**Input**.

______________________________

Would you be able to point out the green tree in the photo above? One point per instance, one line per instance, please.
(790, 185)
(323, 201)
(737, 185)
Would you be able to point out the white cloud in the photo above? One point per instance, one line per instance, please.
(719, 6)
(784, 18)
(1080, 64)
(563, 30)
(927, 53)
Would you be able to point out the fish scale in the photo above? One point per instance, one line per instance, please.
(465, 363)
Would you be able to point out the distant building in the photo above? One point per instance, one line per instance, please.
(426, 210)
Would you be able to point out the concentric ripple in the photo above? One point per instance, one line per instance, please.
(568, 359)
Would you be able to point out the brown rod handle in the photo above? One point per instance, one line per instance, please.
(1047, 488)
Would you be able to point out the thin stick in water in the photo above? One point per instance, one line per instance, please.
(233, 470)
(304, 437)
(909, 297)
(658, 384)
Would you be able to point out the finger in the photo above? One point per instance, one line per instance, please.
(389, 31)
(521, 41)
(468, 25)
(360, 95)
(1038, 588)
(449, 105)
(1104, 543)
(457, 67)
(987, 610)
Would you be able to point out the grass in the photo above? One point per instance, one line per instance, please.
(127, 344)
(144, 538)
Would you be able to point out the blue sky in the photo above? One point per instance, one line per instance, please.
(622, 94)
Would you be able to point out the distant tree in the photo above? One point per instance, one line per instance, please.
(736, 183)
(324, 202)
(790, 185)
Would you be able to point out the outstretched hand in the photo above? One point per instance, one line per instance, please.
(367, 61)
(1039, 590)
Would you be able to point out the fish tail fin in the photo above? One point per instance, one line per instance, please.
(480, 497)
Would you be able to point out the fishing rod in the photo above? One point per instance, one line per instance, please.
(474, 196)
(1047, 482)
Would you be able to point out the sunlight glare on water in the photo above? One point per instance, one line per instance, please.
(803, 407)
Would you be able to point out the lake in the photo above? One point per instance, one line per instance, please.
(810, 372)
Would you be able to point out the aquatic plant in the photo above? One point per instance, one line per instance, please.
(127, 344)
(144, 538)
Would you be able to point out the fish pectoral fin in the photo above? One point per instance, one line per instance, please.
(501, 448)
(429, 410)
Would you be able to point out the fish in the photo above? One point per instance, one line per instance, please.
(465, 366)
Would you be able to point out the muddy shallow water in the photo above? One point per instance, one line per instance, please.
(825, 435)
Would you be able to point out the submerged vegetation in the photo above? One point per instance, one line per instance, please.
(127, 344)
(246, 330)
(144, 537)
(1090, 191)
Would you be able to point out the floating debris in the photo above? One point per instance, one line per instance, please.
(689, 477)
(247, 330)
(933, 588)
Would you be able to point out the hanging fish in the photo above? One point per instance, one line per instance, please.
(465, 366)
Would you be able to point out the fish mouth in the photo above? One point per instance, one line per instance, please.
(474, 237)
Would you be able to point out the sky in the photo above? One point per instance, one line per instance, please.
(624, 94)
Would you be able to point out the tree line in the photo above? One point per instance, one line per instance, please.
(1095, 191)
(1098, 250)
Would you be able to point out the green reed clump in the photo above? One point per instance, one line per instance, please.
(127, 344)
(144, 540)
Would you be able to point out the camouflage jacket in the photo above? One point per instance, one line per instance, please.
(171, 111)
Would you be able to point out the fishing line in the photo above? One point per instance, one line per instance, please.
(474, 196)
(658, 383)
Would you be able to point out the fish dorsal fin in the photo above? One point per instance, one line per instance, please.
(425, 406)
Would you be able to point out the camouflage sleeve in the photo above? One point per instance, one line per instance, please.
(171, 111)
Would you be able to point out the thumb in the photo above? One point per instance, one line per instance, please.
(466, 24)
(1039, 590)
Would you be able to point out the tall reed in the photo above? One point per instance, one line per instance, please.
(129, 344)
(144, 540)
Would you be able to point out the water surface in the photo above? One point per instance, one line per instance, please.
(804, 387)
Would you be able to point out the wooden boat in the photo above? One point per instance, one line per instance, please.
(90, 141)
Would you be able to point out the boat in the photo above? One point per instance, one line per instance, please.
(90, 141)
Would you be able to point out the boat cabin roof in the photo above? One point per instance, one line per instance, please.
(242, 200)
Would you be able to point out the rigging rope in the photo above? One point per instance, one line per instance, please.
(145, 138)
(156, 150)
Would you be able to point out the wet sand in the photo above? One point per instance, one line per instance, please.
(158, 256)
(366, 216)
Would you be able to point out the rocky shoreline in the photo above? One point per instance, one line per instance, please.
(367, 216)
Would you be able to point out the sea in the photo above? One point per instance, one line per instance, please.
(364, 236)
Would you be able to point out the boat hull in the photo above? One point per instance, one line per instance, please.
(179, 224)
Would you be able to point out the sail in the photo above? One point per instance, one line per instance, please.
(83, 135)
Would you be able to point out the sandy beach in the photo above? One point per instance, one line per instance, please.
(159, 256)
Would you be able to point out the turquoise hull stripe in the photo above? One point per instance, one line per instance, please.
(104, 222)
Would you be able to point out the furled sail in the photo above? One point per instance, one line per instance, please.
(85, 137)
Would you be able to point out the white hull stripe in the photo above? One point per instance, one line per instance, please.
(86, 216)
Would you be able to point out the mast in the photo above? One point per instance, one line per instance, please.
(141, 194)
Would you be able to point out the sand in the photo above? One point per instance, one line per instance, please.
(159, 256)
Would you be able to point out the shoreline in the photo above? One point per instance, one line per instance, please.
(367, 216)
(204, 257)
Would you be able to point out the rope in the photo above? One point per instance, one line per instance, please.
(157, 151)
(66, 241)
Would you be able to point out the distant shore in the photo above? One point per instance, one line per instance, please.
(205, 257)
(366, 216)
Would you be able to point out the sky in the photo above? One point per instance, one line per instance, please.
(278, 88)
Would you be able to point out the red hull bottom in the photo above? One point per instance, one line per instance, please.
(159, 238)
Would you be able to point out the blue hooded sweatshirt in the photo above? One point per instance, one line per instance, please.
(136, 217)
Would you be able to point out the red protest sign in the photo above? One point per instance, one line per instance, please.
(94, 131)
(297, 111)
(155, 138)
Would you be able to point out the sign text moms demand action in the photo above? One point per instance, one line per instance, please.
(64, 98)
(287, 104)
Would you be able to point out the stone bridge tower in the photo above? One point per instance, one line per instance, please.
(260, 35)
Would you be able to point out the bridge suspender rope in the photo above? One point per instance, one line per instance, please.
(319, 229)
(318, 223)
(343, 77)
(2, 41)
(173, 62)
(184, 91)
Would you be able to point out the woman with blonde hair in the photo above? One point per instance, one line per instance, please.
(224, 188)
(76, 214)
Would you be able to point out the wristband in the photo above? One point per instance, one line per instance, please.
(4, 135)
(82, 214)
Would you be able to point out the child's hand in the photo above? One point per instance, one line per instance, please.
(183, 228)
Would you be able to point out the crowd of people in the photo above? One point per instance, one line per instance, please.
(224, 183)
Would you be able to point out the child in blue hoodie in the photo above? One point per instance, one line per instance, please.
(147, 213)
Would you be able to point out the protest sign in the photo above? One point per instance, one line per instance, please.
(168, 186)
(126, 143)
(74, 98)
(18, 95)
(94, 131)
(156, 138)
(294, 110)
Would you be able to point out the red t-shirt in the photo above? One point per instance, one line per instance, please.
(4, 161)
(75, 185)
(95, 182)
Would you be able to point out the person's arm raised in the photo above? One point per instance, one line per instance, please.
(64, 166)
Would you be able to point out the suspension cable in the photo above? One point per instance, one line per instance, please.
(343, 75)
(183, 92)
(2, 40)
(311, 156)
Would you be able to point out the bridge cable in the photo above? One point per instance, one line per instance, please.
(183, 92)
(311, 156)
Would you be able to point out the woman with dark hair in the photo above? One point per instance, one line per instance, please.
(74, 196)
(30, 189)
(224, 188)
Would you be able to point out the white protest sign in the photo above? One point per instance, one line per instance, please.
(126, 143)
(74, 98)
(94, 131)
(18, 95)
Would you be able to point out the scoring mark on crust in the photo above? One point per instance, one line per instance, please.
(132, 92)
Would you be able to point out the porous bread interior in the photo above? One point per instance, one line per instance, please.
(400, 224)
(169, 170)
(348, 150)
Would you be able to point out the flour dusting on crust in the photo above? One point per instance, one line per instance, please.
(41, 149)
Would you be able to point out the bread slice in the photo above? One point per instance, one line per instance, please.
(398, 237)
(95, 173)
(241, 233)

______________________________

**Aim of the exercise**. Begin with the line containing "Would you be able to point out the protest" and repeat each line exactly until the records above end.

**Answer for the task**.
Would you be able to point out the protest sign in the photo above? One point per instance, one line per instance, please.
(168, 186)
(126, 143)
(74, 98)
(18, 95)
(94, 131)
(156, 138)
(294, 110)
Would you be able to point out the red t-shirt in the photo above? One point per instance, one line per instance, please.
(4, 161)
(75, 185)
(95, 182)
Would you be able to point out the person's arm raised in the photo above? One point per instance, one line per instance, please.
(64, 166)
Would you be able to point out the suspension cable in the photo above? One point per instance, one line per instance, please.
(343, 75)
(183, 92)
(2, 40)
(311, 156)
Would you be able to point out the bridge cable in the photo above? One point per instance, one line per instance, please.
(183, 92)
(311, 156)
Would you be able to point out the woman with dark hair in the photo above? One point per instance, one line per instance, please.
(74, 196)
(30, 189)
(224, 188)
Would you be able to point out the white protest sign in the photo above? One point per instance, one line per instance, please.
(126, 143)
(74, 98)
(94, 131)
(18, 95)
Would you be able to point out the scoring mark on crust in the photo above? One point per instance, one line per instance, please.
(132, 92)
Would you be able to point out the porous bread interior in the photo above? One point per instance, one line per instance, please.
(400, 224)
(169, 170)
(348, 150)
Would you be able to point out the flour dusting on crust in the photo above? One point per instance, one line per instance, please.
(41, 149)
Would you be able to point out the bread slice in the photo above? One point per instance, one line per instance, please.
(398, 237)
(95, 173)
(241, 233)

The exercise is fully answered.